▶ _WHAT YOU SHOULD DO_
Return every line of the records that includes the string "dirt".

▶ _STORED DATA_
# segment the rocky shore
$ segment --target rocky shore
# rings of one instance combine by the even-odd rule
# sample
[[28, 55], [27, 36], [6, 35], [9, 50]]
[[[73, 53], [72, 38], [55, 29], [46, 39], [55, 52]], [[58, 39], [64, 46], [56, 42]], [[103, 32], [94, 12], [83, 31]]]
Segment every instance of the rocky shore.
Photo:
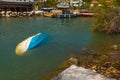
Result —
[[1, 11], [0, 17], [29, 17], [29, 16], [41, 16], [43, 11], [30, 11], [30, 12], [13, 12], [13, 11]]
[[102, 80], [120, 80], [120, 45], [107, 45], [98, 50], [83, 49], [80, 54], [70, 56], [69, 59], [63, 62], [56, 71], [52, 72], [44, 80], [59, 80], [55, 79], [55, 77], [59, 77], [64, 70], [73, 64], [104, 75], [106, 79]]
[[[70, 10], [71, 13], [79, 14], [79, 10]], [[62, 14], [62, 10], [32, 10], [32, 11], [0, 11], [0, 17], [30, 17], [30, 16], [45, 16], [45, 17], [54, 17], [55, 14]]]
[[98, 74], [94, 70], [72, 65], [51, 80], [116, 80]]

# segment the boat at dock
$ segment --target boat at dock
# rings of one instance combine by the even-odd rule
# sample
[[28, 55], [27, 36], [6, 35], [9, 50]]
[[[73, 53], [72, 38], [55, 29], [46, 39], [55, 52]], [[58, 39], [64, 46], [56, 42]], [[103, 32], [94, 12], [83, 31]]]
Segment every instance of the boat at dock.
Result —
[[43, 14], [43, 16], [45, 16], [45, 17], [53, 17], [54, 14], [52, 12], [46, 12], [46, 13]]
[[62, 10], [62, 14], [55, 14], [56, 18], [74, 18], [77, 17], [76, 14], [71, 13], [69, 10]]
[[53, 7], [42, 7], [40, 10], [50, 12], [51, 10], [53, 10]]
[[56, 14], [55, 15], [56, 18], [74, 18], [76, 17], [76, 14]]
[[80, 17], [95, 17], [95, 16], [97, 16], [95, 13], [79, 13], [77, 15]]

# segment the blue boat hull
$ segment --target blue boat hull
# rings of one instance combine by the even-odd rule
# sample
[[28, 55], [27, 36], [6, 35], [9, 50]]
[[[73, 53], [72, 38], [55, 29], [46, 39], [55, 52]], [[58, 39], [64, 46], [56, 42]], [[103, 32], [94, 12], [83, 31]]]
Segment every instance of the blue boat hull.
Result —
[[47, 35], [42, 33], [28, 37], [17, 45], [15, 50], [16, 54], [23, 55], [23, 53], [25, 53], [27, 50], [35, 48], [37, 45], [39, 45], [39, 43], [41, 43], [46, 37]]

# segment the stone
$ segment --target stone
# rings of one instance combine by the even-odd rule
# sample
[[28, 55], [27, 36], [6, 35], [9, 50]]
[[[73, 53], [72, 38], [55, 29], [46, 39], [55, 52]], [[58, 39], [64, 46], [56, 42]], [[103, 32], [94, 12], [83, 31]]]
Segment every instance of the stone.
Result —
[[72, 64], [78, 65], [78, 59], [75, 57], [71, 57], [70, 59], [68, 59], [68, 61]]
[[109, 76], [109, 77], [113, 77], [113, 76], [120, 76], [118, 75], [120, 74], [120, 71], [114, 67], [109, 67], [107, 70], [106, 70], [106, 73], [105, 75], [106, 76]]
[[94, 70], [85, 69], [83, 67], [77, 67], [71, 65], [69, 68], [58, 74], [58, 76], [51, 80], [116, 80], [113, 78], [105, 77], [98, 74]]
[[118, 46], [117, 45], [112, 45], [111, 48], [113, 48], [114, 50], [117, 50]]

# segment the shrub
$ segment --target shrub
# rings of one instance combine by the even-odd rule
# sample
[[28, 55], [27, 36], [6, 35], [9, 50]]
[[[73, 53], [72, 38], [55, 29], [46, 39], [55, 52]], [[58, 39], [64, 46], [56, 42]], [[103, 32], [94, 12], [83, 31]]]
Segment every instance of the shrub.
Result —
[[96, 8], [98, 17], [93, 25], [95, 31], [120, 33], [120, 6], [104, 5]]

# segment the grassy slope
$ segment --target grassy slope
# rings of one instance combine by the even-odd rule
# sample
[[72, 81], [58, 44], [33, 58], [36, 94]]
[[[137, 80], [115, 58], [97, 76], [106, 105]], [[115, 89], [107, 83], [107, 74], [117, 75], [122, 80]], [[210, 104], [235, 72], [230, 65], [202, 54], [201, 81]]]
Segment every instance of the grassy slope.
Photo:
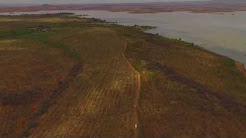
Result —
[[246, 78], [232, 60], [186, 42], [117, 30], [129, 39], [127, 56], [141, 73], [144, 137], [246, 135]]
[[[138, 111], [142, 137], [246, 135], [246, 78], [228, 58], [182, 41], [145, 34], [139, 27], [97, 20], [1, 17], [0, 24], [0, 45], [18, 40], [0, 47], [1, 53], [9, 53], [1, 54], [0, 64], [9, 68], [18, 60], [24, 61], [25, 66], [17, 64], [9, 72], [28, 68], [33, 73], [23, 76], [33, 78], [35, 88], [46, 90], [41, 93], [51, 93], [39, 97], [41, 102], [36, 104], [1, 105], [2, 116], [16, 118], [1, 119], [5, 124], [0, 127], [0, 132], [5, 132], [1, 135], [133, 136], [137, 85], [122, 56], [126, 43], [126, 55], [141, 74]], [[25, 60], [21, 54], [26, 55]], [[10, 65], [5, 61], [8, 57], [15, 59], [8, 61]], [[51, 77], [43, 81], [36, 76], [43, 71], [40, 66], [48, 66], [39, 61], [43, 59], [53, 65], [47, 71], [58, 74], [60, 80]], [[6, 71], [0, 69], [1, 73]], [[0, 83], [1, 91], [28, 90], [23, 83], [29, 84], [29, 79], [12, 75], [22, 81], [4, 87]], [[5, 78], [12, 83], [10, 74]], [[45, 84], [54, 90], [47, 90]], [[24, 127], [18, 127], [20, 124]]]
[[74, 60], [59, 47], [37, 38], [28, 26], [38, 23], [0, 22], [0, 134], [22, 133], [41, 101], [66, 79]]
[[131, 136], [134, 74], [122, 57], [125, 42], [103, 27], [64, 31], [53, 39], [75, 49], [83, 69], [32, 136]]

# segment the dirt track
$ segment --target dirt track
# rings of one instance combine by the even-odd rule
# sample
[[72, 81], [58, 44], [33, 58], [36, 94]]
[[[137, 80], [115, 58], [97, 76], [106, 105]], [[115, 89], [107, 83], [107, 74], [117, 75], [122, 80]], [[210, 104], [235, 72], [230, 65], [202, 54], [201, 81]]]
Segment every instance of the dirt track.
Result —
[[[125, 49], [127, 47], [127, 42], [125, 44]], [[136, 96], [134, 99], [134, 114], [133, 114], [133, 121], [134, 121], [134, 138], [138, 138], [139, 136], [139, 119], [138, 119], [138, 101], [140, 97], [140, 90], [141, 90], [141, 77], [140, 73], [132, 66], [130, 61], [126, 58], [124, 52], [122, 53], [123, 58], [126, 60], [128, 66], [131, 68], [131, 70], [135, 73], [136, 77]]]

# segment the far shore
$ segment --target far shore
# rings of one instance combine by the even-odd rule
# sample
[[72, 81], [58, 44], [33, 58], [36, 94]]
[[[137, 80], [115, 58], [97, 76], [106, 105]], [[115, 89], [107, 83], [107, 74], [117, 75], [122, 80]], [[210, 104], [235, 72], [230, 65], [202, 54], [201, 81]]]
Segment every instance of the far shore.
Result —
[[159, 13], [190, 11], [194, 13], [221, 13], [246, 11], [246, 2], [149, 2], [149, 3], [95, 3], [43, 4], [33, 6], [1, 6], [4, 12], [33, 12], [41, 10], [103, 10], [111, 12]]
[[[36, 9], [37, 8], [37, 9]], [[5, 8], [5, 9], [1, 9], [0, 8], [0, 13], [19, 13], [19, 12], [38, 12], [38, 11], [56, 11], [56, 10], [78, 10], [78, 9], [67, 9], [67, 8], [55, 8], [55, 9], [46, 9], [46, 8]], [[172, 10], [172, 11], [169, 11], [169, 10], [134, 10], [134, 9], [129, 9], [129, 10], [122, 10], [122, 9], [118, 9], [118, 10], [110, 10], [110, 9], [79, 9], [81, 11], [90, 11], [90, 10], [98, 10], [98, 11], [109, 11], [109, 12], [129, 12], [129, 13], [132, 13], [132, 14], [145, 14], [145, 13], [152, 13], [152, 14], [155, 14], [155, 13], [170, 13], [170, 12], [191, 12], [191, 13], [208, 13], [208, 14], [220, 14], [220, 15], [223, 15], [224, 13], [233, 13], [234, 12], [243, 12], [243, 11], [246, 11], [246, 9], [243, 9], [243, 10], [194, 10], [194, 9], [184, 9], [184, 10]]]

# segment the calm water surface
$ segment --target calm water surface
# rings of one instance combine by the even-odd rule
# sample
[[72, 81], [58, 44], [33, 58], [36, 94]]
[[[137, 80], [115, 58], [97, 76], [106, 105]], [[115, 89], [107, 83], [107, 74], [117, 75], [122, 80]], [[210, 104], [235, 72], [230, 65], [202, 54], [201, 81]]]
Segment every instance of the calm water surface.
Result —
[[[32, 12], [32, 14], [57, 12], [61, 11], [39, 11]], [[148, 32], [159, 33], [171, 38], [182, 38], [182, 40], [196, 43], [210, 51], [246, 64], [246, 12], [222, 14], [190, 12], [154, 14], [109, 11], [63, 12], [88, 14], [90, 17], [118, 22], [121, 25], [156, 26], [156, 29], [149, 30]]]

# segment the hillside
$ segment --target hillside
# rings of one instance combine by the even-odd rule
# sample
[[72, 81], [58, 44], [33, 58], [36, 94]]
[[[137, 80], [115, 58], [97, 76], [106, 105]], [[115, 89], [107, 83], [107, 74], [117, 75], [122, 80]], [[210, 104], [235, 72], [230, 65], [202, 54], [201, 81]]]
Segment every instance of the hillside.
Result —
[[245, 137], [235, 61], [144, 29], [0, 17], [0, 136]]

▶ _WRITTEN REPLY_
# segment the dirt track
$ segment --target dirt track
Segment every instance of the dirt track.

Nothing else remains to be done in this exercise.